(Set exercise a):
Rewrite the entries from the line that contains "Can you find the wooden pallet" through the end of the entries, both ends included, keeping the requests unchanged and adding -90 to every coordinate in the answers.

(Passage provided):

--- start ---

My sister always said she didn’t want kids either. She has three now and they’re her whole life; you’ll get there, too!

Did you even hear what you just said? They’re her whole life. If that is what someone wants out of life then yes, absolutely go for it, that’s an incredible amount of dedication and I’m happy that they’re able to go through life doing something that brings them so much joy. I would also like to go through life doing things that bring me joy, and having children is not one of those things.

If you don’t have kids, you won’t fulfill yourself as a woman.

I will fulfill myself with things that I want to do for me – not another human being. Society has trained women to think that being a mother is necessary to being a proper woman, and that if we don’t want kids, we are bad women – that we will always be incomplete, and that no man will want a wife who won’t carry his children. Well, what makes you think I would want to marry a man who doesn’t respect my own wishes for my body? To this, I say no thanks, I just don’t want them. I will wait for the day that that is an accepted answer, and until then, I will gladly keep being a “bad woman”.

How do you know for sure that it’s really something you’ll never do?

Because I’m someone who likes having control over their schedule, and having clean places to work in. The freedom to go on a week-long camping trip. Disposable income. Hobbies that make me feel satisfied and accomplished. The luxury of only cleaning the messes that I make in my home. A space where I don’t have to hear screaming, crying, or tantrums. Snacks in my house that I know I’ll actually get to eat because there’s no one around to steal them. Drinks with friends without having to pay for a babysitter, too. Free time, period.

You’re probably just scared of the birth part then, but most mothers I talk to say they’d do it all again, so it can’t be that bad!

First off, there’s a good chance that the mothers who respond like that actually wanted to be mothers, so I can understand why they’d feel their sacrifice was worth what they got out of it. I’m not scared of pain – I have 14 tattoos, sweetie. The truth of the matter is that I’m someone who doesn’t want to go through pain for an outcome that I don’t want anyway, which I see as a pretty sane stance.

You have to settle down and have a family eventually, you can’t just work forever.

As a young woman who plans to live a career-focused life, the idea of having kids was kind of taken from me. This is not to say that there aren’t badass women that are amazing mothers and amazing career women. I praise those wanting and able to do both, but I think those choosing to do one or the other should be praised as well. If I want a baby, I have to step away from my career for a full year, and then be able to take days off at the drop of a hat whenever the kid gets sick – that is not a realistic option in my field of interest. Society has made it nearly impossible for women to have the best of both worlds, and I refuse to commit career suicide for anyone or anything.

Kids are so fulfilling that you won’t even notice the sacrifices you’re making.

Amidst a schedule as insane as mine, I have learned that there is one way to survive a week from hell: a bottle of wine and a bath on Friday night. If I want a baby, I (traditionally) must be pregnant, and being pregnant means that my Friday night baths are wineless – no thanks. Why would I remove something I truly enjoy in a week and introduce a child – something I would not enjoy – that ensures my life is no longer mine for its remainder? I have been walking into and ruining my mom’s relaxation time for 20 years, and I do not want anyone doing that to me.

No one thinks they’re ready before they have a kid, it’s something you learn along the way. What, do you have commitment issues or something?

Counterquestion: why would I, in my mid-20s, want to sign-up for anything for the rest of my life? Especially something that will depend on me for the rest of my life. I signed up for Spotify once, then cancelled the subscription before the free trial was over. You don’t get a 7-day free trial with a baby, there is no satisfaction guaranteed; you sign up and once it’s in your arms, there is no going back. I can barely commit to the same novel for more than 100 pages and I’m expected to commit to guiding another human through this world? I can barely make the time to feed myself three times a day, and you want me caring for a tiny helpless human? I think not. Also, kids are smart. They’re smart enough to feel when they’re not wanted and that feeling carries with them through their entire life, so a simple way for me to prevent my children from ever feeling like that is to not have them.

--- end ---

(A data block):
--- start ---

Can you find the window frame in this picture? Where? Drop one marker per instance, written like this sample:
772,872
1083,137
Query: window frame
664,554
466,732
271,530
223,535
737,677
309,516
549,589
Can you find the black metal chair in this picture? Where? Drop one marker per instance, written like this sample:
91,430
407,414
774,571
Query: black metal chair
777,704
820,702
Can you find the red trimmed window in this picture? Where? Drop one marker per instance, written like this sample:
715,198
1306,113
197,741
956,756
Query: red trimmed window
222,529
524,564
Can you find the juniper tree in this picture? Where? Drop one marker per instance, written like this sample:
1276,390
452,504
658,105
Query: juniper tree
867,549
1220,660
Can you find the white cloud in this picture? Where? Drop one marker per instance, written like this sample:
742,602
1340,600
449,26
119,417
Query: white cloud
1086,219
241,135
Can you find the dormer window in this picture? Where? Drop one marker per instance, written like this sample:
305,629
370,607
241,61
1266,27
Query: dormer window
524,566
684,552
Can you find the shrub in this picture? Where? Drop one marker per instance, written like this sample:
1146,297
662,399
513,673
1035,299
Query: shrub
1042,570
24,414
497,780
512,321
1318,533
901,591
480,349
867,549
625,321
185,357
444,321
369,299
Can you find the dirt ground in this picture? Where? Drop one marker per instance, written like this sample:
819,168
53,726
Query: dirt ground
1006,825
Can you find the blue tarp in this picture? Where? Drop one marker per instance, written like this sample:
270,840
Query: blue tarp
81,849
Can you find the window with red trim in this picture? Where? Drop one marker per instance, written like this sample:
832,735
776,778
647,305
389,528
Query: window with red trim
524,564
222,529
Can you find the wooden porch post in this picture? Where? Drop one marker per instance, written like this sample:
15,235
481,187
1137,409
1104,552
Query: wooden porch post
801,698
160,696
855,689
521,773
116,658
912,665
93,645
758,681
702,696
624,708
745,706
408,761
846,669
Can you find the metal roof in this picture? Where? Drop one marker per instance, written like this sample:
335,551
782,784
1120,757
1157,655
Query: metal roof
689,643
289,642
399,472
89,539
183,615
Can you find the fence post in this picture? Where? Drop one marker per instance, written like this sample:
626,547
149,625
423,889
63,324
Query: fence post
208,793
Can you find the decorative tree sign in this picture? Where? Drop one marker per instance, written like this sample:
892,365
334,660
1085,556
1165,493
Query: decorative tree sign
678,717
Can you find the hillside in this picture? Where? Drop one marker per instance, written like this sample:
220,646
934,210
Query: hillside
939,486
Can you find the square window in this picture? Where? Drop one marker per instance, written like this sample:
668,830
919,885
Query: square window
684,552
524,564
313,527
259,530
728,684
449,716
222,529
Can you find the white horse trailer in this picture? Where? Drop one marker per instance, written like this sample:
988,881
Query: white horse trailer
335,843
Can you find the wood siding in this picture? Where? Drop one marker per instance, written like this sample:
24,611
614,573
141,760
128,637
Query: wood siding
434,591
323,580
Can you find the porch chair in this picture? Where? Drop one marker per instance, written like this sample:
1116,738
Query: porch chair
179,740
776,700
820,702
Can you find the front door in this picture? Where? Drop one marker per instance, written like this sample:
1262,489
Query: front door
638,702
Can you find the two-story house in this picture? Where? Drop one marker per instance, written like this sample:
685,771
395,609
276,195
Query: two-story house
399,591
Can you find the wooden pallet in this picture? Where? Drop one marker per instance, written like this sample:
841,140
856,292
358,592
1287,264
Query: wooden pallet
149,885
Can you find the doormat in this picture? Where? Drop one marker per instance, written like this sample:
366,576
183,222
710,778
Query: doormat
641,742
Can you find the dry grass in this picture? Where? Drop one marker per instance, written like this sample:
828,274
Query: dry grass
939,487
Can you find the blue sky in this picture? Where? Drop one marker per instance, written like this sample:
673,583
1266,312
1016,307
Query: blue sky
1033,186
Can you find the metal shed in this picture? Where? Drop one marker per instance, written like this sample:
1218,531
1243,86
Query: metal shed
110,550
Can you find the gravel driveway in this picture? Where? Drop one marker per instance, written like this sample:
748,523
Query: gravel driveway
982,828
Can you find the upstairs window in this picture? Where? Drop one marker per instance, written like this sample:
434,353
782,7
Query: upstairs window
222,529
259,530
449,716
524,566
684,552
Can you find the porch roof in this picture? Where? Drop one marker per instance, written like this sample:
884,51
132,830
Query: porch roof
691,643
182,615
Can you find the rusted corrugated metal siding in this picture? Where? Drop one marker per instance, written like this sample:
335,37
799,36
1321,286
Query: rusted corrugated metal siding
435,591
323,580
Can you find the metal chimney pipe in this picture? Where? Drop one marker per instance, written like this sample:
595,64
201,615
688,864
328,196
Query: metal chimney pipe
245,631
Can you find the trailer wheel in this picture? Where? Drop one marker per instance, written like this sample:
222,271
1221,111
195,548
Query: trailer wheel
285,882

--- end ---

(Set exercise b):
Answer these questions from the passage on not wanting children:
(i) How many tattoos does the writer say they have?
(ii) What did the writer sign up for and then cancel before the free trial was over?
(iii) For how many years has the writer been walking into and ruining their mom's relaxation time?

(Correct result a):
Can you find the wooden pallet in this picture? Where? Drop one marker per instance, written like this sample:
841,140
856,292
358,592
1287,264
Query: wooden pallet
59,795
Can you find the doormat in this picture? Where? Drop one marker per instance, written like this sample:
366,576
183,222
710,778
Query: doormat
551,652
Can you find the dry grass in this picture? Where? Drop one marker per instance, written like this sample:
828,274
Query: dry grass
849,397
Can you find the blue sky in this picture? Where? Drop one marker per instance, written like this sample:
673,583
1266,312
1016,307
Query: blue sky
943,96
Can you find the metal shed in this picture? Where? Drop one marker per instance, written like this sample:
1218,531
1243,86
Query: metal shed
20,460
Can you find the gravel driveway in this picture? Where? Drop one marker per instance, written like this sample:
748,523
Query: gravel driveway
892,738
Can you find the upstairs window in this picture? Where? Drop one marker per instance, written like this sample:
434,353
782,7
Query: upstairs window
132,439
169,440
359,626
434,476
594,462
Can you find the porch roof in this picture? Where? Drop one marker per instance, written like this sample:
884,51
132,830
Query: porch roof
601,553
92,525
Can you find the rusted corrugated metal siding in this picture? Where? Drop one marker per instance, written like this sample:
335,37
799,36
1321,286
Query: rusted corrugated metal siding
345,501
233,490
Can you find the metal chimney pipe in this picture? Where? Drop one marker per instance, written like this sample:
595,64
201,615
688,864
328,196
Query: metal chimney pipe
155,541
Can you find the trailer wheel in this picture? Where? Drop one marker per instance, written like this sample:
222,271
1221,111
195,548
Query: trailer wheel
195,792

(Correct result b):
(i) 14
(ii) Spotify
(iii) 20 years